#### Document section:
........
Road to Antarctica

How does an ordinary guy from the subtropical Canary Islands, who had never swum in waters colder than 18 degrees, become the US Winter Swimming champion in 100 and 200 Freestyle and qualify for the first ever 1 km swim competition in Antarctica with the world’s best ice swimmers? Just believing in it – and training hard for it.

When I started shaping the Continents Seven project at the end of last year, I knew I would have to speed up and become a “cold swimmer” rapidly. I started doing research on Ice and Winter Swimming, and the different bodies regulating this newish, extreme sport internationally. I did not fully understand the differences and boundaries between the International Ice Swimming Association (IISA) and the International Winter Swimming Association (IWSA) (I still don't), but I knew that the IISA was organizing a swim in Antarctica in November 2018 and I was quick to sign up for it.



I was the last swimmer to enter the 2018 batch and I had to show I could do so safely. The first step was to increase my awareness to the reactions of the body to extreme temperatures. Second, I had to experience them by increasing distances and time in waters between 0 and 5 degrees, including the longest events at the USWSA National Championships in February. Lastly, I had to wait for the right conditions to complete the mandatory “Ice KM”, i.e. 1,000 meters in waters under 5 Celsius or 41 Fahrenheit. According to the IISA, only 227 individuals have swum to date an Ice KM and 261 individuals, an Ice Mile to date.
........
#### Supplied data:

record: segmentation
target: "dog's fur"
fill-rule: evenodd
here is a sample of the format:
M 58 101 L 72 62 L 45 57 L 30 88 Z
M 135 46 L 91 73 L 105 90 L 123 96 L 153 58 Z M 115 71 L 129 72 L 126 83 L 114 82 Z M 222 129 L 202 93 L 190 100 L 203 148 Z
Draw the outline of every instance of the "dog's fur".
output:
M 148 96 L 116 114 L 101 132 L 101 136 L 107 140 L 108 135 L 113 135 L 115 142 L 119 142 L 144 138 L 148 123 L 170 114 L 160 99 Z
........
#### To do:
1. In the text about the road to Antarctica, how many individuals have swum an Ice KM to date, according to the IISA?
2. From the Antarctica text, reproduce word for word the passage starting with "When I started" and going on through "sign up for it.".
3. Translate this sentence from the Antarctica text into Spanish: "The first step was to increase my awareness to the reactions of the body to extreme temperatures."

#### Per-task outputs:
1. 227 individuals.

2.
When I started shaping the Continents Seven project at the end of last year, I knew I would have to speed up and become a “cold swimmer” rapidly. I started doing research on Ice and Winter Swimming, and the different bodies regulating this newish, extreme sport internationally. I did not fully understand the differences and boundaries between the International Ice Swimming Association (IISA) and the International Winter Swimming Association (IWSA) (I still don't), but I knew that the IISA was organizing a swim in Antarctica in November 2018 and I was quick to sign up for it.

3. El primer paso fue aumentar mi conciencia de las reacciones del cuerpo a las temperaturas extremas.